* [Things to do]:
1. According to the Sukkoth passage, why do many Jews today see the hut as a sign of God's protection? Answer in one to three sentences.
2. In the Sukkoth passage, what term does the Eastern Orthodox Church use for the process of becoming more God-like?
3. Copy the section of the Sukkoth passage starting at "During Sukkoth, we" and ending at "seen the Father.".

* [Document extract]:
====

Many Jews today see the Succoth or hut as a sign of God’s protection as well, because God protected the people in the desert as well.

We too, see that Yeshua completes this feast as he does all the others. He provides for us, if we seek the kingdom, and he will protect us. He will not let us be tempted past what we can bear.

As Christians, we too can keep the feast, setting up a tent or dining fly, and having our meals in it. We also set up tents and sleep in them as well, as well as cooking at least lunch and dinner outside. Good time for brisket and smoked turkey as well. We do this in remembrance of the forty years in the desert, and remind ourselves that it took forty years for the children of Israel to become true people of God. Even Jesus spent forty days in the wilderness, and St. Paul spent three years in the wilderness.

During Sukkoth, we remember that becoming a Christian is not an overnight thing, but a process: a process in which for some is quicker, for some is slower, but nevertheless a process in which we learn to apply God’s work to our lives; a process in which we learn to overcome temptation; a process in which we learn to be Yeshua’s hands, and feet and eyes, and mouth; a process in which we learn to trust God; a process in which God builds us into better Christians. As the tent surrounds us, so does God’s provision and protection surround us. We have talked about this process before. The Eastern Orthodox Church refers to it as theosis, that is becoming more God like. As Christ is in God, so we are in Christ. As we become more Christ-like, we become more like the father, for Jesus was his perfect reflection. As Yeshua told Phillip, if you have seen me, you have seen the Father.

====

* [Record set]:

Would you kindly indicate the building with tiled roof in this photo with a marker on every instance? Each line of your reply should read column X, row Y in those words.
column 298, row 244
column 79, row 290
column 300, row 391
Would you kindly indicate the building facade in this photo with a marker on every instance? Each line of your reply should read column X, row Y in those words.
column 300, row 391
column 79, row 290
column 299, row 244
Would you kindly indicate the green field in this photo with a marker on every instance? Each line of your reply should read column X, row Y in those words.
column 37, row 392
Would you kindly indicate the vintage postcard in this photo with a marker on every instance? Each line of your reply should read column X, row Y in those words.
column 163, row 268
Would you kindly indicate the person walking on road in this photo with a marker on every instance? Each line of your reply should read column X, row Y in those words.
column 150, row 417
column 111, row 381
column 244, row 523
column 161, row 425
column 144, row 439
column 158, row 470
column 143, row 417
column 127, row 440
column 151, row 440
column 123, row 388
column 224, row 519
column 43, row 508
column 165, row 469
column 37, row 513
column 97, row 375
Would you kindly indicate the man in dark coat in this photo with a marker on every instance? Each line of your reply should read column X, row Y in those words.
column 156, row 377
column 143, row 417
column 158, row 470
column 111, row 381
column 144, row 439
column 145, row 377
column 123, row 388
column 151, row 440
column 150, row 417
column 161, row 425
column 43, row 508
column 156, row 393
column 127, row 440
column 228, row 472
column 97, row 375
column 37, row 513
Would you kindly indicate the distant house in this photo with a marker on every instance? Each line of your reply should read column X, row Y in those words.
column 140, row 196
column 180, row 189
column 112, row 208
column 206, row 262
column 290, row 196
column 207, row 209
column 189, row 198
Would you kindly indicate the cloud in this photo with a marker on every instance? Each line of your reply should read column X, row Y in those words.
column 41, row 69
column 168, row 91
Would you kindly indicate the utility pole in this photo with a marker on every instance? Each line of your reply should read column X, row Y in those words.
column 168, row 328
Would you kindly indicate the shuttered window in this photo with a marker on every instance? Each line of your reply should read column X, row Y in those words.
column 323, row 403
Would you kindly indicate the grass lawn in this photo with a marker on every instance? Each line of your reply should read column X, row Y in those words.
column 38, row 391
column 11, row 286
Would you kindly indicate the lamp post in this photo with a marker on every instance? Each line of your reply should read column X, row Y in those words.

====

* [Complete answers]:
1. Many Jews see the hut as a sign of God's protection because God protected the people in the desert.

2. Theosis.

3.
During Sukkoth, we remember that becoming a Christian is not an overnight thing, but a process: a process in which for some is quicker, for some is slower, but nevertheless a process in which we learn to apply God’s work to our lives; a process in which we learn to overcome temptation; a process in which we learn to be Yeshua’s hands, and feet and eyes, and mouth; a process in which we learn to trust God; a process in which God builds us into better Christians. As the tent surrounds us, so does God’s provision and protection surround us. We have talked about this process before. The Eastern Orthodox Church refers to it as theosis, that is becoming more God like. As Christ is in God, so we are in Christ. As we become more Christ-like, we become more like the father, for Jesus was his perfect reflection. As Yeshua told Phillip, if you have seen me, you have seen the Father.